§ WHAT IS BEING ASKED
Which lines in the records below contain the string "clicks", counting case? Report each of those lines in full.

***** RECORDS SHOWN *****

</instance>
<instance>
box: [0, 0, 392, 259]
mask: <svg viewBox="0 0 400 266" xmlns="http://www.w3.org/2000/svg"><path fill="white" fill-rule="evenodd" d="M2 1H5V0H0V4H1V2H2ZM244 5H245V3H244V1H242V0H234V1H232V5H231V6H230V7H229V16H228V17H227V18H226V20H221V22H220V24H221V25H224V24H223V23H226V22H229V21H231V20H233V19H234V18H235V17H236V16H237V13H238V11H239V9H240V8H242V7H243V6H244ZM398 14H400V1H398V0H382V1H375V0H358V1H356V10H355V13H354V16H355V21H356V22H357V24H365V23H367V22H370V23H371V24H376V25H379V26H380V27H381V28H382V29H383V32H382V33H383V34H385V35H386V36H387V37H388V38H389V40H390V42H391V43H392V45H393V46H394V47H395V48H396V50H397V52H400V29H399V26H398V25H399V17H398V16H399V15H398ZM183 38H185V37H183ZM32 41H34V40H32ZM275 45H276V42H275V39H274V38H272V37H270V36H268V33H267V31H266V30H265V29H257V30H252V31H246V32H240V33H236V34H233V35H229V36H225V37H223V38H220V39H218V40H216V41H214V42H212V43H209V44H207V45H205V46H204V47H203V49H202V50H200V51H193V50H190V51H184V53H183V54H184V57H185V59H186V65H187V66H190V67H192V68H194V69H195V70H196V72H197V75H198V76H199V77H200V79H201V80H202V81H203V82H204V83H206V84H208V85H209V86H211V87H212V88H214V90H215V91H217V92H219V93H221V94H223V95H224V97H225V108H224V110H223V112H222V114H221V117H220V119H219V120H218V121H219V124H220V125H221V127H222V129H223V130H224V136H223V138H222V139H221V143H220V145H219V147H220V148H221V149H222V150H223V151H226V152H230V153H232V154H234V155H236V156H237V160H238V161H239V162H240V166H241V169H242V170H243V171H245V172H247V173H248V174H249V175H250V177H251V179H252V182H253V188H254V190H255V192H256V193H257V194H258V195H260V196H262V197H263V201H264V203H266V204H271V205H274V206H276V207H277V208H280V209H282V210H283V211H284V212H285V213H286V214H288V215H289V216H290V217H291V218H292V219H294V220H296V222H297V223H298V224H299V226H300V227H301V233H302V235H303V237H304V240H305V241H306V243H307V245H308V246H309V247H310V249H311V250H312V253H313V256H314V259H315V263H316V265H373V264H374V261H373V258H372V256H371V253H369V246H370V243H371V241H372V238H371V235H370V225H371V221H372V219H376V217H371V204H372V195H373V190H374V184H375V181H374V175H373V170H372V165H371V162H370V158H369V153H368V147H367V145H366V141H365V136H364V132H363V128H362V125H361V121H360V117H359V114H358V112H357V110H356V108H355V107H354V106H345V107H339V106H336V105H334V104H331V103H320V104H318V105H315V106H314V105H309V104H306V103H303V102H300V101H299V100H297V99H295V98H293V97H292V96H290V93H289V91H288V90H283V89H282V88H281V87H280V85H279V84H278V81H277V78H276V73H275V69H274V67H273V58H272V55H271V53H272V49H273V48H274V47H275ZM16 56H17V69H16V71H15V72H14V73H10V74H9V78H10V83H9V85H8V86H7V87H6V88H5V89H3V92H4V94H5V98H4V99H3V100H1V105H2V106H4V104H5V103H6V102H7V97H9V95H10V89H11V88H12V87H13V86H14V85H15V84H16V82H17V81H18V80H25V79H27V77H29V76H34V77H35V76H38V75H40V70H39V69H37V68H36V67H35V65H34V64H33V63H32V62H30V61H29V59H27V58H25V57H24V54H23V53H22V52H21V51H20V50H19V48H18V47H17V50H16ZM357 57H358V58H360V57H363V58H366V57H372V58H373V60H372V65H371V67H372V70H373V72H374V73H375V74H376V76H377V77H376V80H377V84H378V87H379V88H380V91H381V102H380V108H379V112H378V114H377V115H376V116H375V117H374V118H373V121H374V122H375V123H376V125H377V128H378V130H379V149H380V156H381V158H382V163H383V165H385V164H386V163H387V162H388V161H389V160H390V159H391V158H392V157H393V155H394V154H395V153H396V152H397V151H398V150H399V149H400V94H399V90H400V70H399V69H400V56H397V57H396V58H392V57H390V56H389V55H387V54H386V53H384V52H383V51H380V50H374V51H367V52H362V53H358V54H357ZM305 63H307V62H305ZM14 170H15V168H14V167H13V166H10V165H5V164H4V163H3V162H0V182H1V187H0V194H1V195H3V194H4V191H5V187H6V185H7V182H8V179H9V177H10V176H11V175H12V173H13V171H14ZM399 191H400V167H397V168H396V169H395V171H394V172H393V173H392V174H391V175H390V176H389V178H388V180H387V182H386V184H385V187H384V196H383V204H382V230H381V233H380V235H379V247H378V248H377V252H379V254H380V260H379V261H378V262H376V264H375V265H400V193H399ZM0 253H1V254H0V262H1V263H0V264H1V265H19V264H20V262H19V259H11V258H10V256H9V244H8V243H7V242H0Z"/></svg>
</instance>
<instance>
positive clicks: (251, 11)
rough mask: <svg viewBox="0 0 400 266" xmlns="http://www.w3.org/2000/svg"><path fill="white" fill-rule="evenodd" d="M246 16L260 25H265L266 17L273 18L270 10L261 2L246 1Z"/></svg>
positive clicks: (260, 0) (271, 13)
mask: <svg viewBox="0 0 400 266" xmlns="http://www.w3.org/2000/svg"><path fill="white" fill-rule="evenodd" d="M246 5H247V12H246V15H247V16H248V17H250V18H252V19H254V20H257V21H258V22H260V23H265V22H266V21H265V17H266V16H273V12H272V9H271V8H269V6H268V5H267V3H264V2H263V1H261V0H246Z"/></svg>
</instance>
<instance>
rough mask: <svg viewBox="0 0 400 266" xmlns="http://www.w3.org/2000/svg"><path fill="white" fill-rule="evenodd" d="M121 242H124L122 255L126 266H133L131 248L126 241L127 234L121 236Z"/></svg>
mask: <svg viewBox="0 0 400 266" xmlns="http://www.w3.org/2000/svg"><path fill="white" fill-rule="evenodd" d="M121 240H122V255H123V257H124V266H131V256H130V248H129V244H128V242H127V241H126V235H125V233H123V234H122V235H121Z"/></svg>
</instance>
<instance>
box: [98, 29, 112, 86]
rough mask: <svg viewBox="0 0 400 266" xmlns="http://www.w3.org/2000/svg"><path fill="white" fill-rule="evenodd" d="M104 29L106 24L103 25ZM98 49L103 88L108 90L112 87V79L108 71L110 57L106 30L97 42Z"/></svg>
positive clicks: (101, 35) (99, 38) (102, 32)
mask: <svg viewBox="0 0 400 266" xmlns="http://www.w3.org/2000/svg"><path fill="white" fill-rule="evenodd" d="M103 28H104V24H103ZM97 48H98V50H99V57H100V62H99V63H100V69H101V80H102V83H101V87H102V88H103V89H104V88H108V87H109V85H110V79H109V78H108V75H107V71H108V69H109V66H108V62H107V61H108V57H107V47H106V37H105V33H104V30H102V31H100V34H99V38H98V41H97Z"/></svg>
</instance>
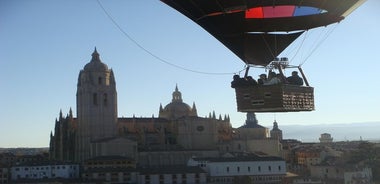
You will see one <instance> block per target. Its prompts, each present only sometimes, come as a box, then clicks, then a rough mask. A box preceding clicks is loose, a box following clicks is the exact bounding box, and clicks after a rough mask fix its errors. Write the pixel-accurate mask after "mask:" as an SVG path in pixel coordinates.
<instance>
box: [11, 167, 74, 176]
mask: <svg viewBox="0 0 380 184" xmlns="http://www.w3.org/2000/svg"><path fill="white" fill-rule="evenodd" d="M48 178H64V179H76V178H79V165H78V164H32V165H19V166H13V167H11V180H21V179H48Z"/></svg>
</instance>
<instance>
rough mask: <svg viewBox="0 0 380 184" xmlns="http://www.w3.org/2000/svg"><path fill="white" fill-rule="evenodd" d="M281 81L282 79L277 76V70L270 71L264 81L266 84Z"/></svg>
mask: <svg viewBox="0 0 380 184" xmlns="http://www.w3.org/2000/svg"><path fill="white" fill-rule="evenodd" d="M280 83H281V80H280V79H279V78H277V74H276V73H275V72H272V71H270V72H269V75H268V80H267V81H266V82H264V85H275V84H280Z"/></svg>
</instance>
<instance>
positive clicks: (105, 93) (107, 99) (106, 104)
mask: <svg viewBox="0 0 380 184" xmlns="http://www.w3.org/2000/svg"><path fill="white" fill-rule="evenodd" d="M107 103H108V96H107V93H104V94H103V104H104V106H107Z"/></svg>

*****

§ TASK RESPONSE
positive clicks: (251, 11)
positive clicks: (260, 0) (271, 13)
positive clicks: (101, 35) (99, 38) (102, 32)
You will see one <instance> block per target. Its prompts, each present only sometimes, come as a box, then clicks, then a rough mask. A box preceding clicks is loose, a box following clicks is the exact bounding box, and clicks after a rough mask fix its errors. Write the pixel-accurate mask after "mask:" as an SVG path in pixel coordinates.
positive clicks: (105, 93) (107, 99) (106, 104)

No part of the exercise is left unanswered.